- **PROBLEM TO SOLVE**: Print the lines of the listing below word for word, from the line containing "the dark mountain" through the end of the listing, inclusive.

- **SUPPLIED MATERIAL**:
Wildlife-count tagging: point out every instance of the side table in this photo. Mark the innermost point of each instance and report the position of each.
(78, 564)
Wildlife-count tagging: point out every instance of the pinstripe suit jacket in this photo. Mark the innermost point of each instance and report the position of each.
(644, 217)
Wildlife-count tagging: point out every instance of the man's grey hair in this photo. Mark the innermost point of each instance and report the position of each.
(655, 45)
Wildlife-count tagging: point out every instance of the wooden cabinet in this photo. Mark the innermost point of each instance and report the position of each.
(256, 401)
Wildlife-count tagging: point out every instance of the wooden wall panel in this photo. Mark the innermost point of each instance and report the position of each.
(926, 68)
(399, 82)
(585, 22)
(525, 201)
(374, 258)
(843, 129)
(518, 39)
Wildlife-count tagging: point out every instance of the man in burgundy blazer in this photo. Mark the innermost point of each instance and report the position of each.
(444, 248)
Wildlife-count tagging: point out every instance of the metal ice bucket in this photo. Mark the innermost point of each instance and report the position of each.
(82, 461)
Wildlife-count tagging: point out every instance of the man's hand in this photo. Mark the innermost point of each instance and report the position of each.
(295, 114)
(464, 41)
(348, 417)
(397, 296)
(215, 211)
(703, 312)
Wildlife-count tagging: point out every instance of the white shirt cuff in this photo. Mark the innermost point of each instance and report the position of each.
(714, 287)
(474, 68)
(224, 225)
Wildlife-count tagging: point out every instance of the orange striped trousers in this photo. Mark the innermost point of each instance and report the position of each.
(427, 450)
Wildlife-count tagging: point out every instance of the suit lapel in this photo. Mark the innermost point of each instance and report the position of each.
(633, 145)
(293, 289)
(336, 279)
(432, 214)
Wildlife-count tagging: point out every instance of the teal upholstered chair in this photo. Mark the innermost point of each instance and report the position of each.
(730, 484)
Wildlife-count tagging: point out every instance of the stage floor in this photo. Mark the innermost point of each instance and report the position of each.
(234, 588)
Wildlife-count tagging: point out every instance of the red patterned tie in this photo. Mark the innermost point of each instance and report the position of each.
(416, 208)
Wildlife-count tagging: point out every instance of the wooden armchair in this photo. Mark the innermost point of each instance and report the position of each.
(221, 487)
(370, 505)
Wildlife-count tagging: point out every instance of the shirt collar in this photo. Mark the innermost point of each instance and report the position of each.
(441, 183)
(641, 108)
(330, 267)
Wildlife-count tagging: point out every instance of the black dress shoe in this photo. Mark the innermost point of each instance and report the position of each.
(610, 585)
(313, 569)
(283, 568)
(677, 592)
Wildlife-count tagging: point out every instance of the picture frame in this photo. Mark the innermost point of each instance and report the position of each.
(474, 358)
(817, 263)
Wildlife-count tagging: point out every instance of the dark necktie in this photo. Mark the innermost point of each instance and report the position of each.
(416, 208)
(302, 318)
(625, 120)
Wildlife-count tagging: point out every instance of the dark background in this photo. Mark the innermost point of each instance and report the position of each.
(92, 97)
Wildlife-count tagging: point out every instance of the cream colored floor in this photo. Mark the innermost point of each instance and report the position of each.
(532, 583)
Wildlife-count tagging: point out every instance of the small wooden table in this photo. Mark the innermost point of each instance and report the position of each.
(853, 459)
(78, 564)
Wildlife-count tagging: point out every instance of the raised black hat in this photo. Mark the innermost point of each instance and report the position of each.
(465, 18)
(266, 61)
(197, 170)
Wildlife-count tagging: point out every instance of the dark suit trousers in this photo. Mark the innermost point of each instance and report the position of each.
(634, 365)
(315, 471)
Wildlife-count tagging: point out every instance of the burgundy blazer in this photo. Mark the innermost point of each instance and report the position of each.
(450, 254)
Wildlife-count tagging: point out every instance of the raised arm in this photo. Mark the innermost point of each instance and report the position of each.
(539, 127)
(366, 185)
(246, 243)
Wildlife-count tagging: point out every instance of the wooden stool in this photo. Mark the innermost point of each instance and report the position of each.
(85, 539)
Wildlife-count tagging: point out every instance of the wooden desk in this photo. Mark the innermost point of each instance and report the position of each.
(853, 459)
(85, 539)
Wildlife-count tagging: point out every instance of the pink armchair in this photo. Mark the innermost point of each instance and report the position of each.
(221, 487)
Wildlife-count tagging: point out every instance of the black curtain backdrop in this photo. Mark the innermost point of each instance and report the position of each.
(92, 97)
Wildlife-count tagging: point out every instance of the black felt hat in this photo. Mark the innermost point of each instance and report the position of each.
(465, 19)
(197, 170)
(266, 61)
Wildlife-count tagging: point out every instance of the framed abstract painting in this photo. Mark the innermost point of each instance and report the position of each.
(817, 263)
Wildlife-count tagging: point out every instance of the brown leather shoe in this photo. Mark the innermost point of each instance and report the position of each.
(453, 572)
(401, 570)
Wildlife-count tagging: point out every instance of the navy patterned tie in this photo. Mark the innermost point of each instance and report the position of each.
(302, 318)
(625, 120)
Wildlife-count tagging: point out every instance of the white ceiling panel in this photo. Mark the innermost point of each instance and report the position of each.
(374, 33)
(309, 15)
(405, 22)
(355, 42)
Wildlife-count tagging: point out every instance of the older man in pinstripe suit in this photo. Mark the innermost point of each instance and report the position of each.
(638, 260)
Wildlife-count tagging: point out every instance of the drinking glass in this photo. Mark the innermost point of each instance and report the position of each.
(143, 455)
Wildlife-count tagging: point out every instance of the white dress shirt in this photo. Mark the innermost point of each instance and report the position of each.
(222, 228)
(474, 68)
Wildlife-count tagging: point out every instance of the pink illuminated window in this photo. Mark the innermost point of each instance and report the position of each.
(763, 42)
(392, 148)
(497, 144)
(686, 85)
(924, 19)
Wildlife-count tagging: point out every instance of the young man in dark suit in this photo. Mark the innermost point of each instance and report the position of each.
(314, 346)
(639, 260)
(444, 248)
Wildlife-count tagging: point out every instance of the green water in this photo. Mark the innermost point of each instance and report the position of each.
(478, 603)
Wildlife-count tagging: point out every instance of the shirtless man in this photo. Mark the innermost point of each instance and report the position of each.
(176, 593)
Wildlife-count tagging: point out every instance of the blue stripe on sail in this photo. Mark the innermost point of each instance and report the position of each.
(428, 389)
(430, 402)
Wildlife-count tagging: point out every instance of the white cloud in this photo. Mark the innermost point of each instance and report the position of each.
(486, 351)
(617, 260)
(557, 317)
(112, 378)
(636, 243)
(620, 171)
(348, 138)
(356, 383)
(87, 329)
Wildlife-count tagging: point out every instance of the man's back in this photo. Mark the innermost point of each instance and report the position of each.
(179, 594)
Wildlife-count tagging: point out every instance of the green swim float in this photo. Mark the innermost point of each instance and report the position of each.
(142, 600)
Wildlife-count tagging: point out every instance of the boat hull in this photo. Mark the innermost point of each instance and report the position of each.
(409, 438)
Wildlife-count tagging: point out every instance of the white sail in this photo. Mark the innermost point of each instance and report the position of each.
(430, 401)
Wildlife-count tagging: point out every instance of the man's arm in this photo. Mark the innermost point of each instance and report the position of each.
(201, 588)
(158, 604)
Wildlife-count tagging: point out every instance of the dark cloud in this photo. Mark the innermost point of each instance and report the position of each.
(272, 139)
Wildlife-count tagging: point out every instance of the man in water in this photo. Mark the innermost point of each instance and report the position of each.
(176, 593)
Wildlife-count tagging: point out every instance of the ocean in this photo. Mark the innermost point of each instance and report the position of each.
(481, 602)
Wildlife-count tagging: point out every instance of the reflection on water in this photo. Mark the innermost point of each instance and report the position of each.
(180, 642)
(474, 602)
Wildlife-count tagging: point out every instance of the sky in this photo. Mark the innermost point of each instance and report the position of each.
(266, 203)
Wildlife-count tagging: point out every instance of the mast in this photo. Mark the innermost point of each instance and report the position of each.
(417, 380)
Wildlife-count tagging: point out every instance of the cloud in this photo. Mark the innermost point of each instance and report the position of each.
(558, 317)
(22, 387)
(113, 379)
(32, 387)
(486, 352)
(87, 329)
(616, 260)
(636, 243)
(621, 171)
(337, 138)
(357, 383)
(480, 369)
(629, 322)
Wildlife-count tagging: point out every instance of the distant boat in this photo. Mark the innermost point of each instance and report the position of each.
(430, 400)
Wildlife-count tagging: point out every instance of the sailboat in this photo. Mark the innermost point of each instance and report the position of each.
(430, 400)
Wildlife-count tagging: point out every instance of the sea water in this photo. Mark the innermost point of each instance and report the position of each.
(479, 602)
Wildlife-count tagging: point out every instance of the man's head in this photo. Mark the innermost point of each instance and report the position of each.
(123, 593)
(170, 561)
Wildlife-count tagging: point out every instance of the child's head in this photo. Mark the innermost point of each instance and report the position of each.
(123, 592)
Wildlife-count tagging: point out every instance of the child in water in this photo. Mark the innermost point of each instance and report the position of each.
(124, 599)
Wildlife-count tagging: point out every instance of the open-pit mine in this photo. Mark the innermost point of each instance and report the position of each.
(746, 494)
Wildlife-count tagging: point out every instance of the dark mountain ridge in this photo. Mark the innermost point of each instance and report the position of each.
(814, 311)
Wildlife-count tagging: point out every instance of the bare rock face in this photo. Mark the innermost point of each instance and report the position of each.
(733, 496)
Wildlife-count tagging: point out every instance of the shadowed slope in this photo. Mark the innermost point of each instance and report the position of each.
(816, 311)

- **RESULT OF THIS TASK**:
Wildlife-count tagging: point out every instance of the dark mountain ridge in this photo. Mark the innermost point of each instance and report the position of each.
(814, 311)
Wildlife-count tagging: point out every instance of the bare rock face in this photo. Mark the innermost point of each instance and report the position of each.
(733, 496)
Wildlife-count tagging: point out every instance of the shadowed slope in this photo. Mark the innermost point of each instance and report the position of each.
(816, 311)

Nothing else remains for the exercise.